● **Passage**:
»»
This would alarm you, just as it has alarmed everybody who have heard it from me, but at an age where most people were probably struggling with Ali and Simbi or Queen’s Premier, I, and my elder brother were dismantling bigger books. I remember reading authors like Jeffery Archer (whose book KANE AND ABEL, remains my best book to date), Frederick Forsyth (FOURTH PROTOCOL , I couldn’t drop), James Hardley Chase (actually I was attracted by the women on the covers of his books, but the stories in MALLORY and JUST ANOTHER SUCKER excited me more), Williams Shakespeare and many more while I was still in primary school.
You don’t believe it? Well now it still baffles me too. However, unlike an housewife caught in bed with oga landlord, I can explain it. Maybe it’s genetic, because my father was a bookworm and my mum, a literature teacher. I grew up in a house full of books, so it wasn’t long before I too started reading these books. My dad and I are similar in many ways, but the greatest parallel we shared was our reading habits, and our love for books. I love my books, and I’m over protective of them, if it’s a good one, and not a textbook (gosh, I hate textbooks, I always wish they’re written like novels). I hardly give my books out, and if I do, they must be returned -and in good condition. I remember when my mom said she’d get rid of my books, because they were becoming too much and littering the house. It made me so angry that -in my childish mind – I thought of moving out to my own house with enough room for my beloved books. Yes, I loved my books that much, and so did my dad love his books.
««
● **What to do**:
a - Answer these questions about the passage on childhood reading:
(i) Which book does the writer name as their best book to date?
(ii) What was the writer's mother's occupation?
(iii) What reason did the writer's mother give for wanting to get rid of the writer's books?
b - List every author the passage on childhood reading names as one the writer read in primary school.

● **Supplied material**:
»»
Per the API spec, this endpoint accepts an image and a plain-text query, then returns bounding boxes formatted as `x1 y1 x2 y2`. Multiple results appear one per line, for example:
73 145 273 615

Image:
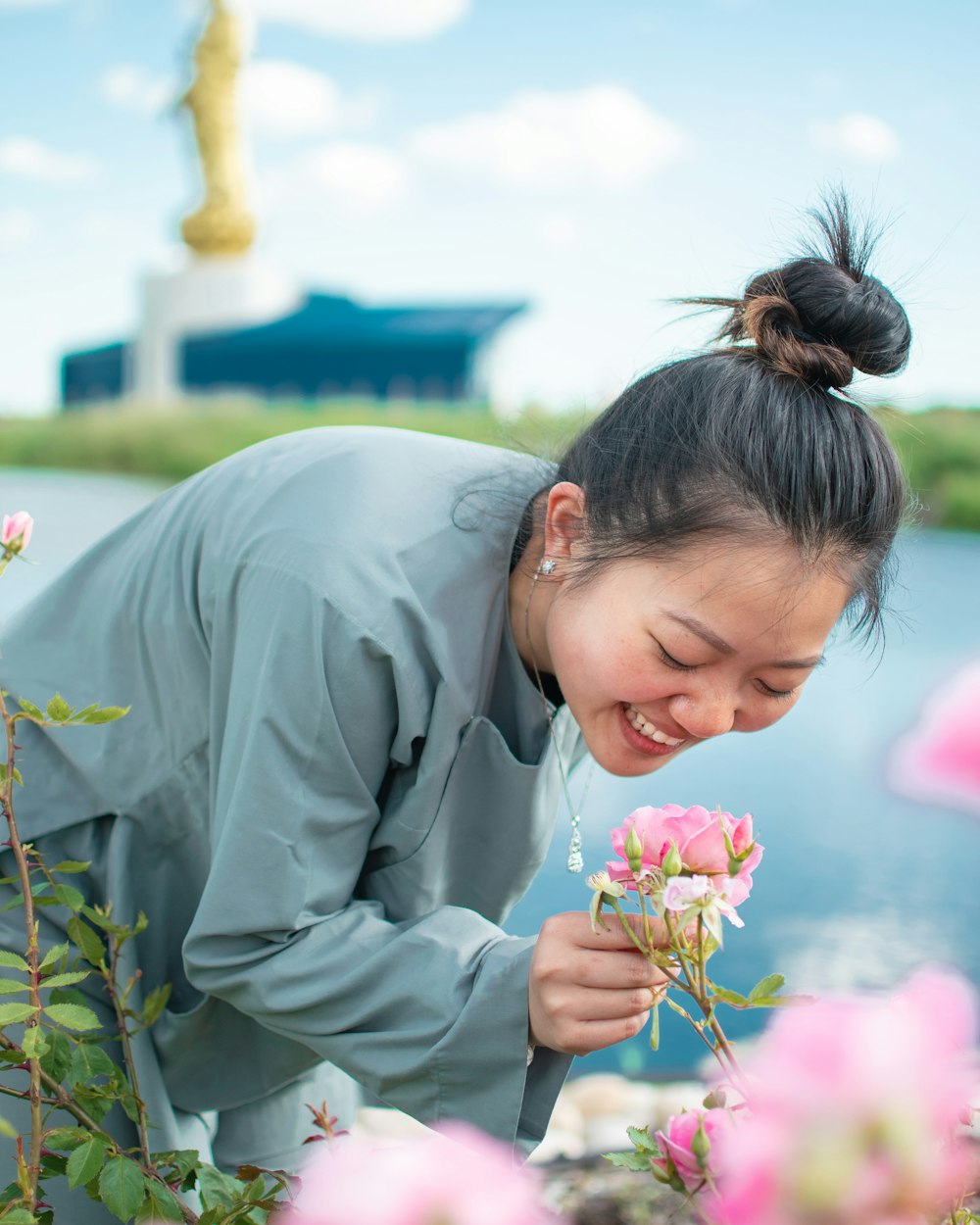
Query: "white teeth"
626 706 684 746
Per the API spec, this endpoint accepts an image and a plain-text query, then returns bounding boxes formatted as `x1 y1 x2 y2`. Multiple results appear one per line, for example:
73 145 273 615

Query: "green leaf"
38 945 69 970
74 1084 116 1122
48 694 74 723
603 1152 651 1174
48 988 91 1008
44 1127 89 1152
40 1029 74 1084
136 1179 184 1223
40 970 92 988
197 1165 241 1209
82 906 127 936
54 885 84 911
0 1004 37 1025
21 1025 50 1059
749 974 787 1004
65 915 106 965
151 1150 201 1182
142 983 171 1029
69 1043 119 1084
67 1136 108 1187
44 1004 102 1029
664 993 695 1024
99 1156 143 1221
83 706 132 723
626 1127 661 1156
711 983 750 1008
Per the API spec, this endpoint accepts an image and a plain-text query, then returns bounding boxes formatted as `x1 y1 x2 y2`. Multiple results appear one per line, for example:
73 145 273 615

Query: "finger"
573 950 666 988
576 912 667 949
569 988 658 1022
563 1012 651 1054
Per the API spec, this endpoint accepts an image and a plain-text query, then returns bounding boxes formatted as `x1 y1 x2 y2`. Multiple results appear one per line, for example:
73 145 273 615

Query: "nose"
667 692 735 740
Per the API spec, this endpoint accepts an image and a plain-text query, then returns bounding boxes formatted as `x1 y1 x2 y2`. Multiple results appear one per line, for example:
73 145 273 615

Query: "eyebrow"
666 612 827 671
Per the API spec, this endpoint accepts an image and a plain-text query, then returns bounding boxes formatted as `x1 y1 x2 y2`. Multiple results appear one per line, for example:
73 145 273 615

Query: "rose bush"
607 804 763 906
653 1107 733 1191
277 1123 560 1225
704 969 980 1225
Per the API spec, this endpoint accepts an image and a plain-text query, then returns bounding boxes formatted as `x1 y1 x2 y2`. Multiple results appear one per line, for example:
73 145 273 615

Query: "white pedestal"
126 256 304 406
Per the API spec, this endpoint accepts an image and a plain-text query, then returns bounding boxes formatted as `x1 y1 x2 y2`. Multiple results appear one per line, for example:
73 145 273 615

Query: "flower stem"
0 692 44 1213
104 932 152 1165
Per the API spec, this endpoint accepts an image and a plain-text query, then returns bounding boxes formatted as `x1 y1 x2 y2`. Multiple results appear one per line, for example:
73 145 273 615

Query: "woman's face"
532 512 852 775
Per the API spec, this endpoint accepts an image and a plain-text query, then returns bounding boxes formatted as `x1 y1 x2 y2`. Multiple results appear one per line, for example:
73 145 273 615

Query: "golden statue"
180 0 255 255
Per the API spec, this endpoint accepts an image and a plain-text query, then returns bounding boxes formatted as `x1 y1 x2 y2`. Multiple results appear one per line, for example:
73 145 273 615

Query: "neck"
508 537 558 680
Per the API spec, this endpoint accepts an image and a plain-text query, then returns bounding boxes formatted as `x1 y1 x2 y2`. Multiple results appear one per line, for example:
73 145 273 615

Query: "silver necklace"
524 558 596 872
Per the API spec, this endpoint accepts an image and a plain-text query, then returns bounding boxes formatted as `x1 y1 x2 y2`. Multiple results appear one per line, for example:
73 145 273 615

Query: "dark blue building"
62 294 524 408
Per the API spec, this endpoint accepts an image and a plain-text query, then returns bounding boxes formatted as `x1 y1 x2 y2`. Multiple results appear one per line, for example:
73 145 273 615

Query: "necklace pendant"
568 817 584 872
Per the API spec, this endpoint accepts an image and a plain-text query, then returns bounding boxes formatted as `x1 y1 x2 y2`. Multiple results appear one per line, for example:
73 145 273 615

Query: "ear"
««
● **Answers for each item**:
a -
(i) Kane and Abel, by Jeffery Archer.
(ii) She was a literature teacher.
(iii) The books were becoming too much and were littering the house.

b -
- Jeffery Archer
- Frederick Forsyth
- James Hardley Chase
- Williams Shakespeare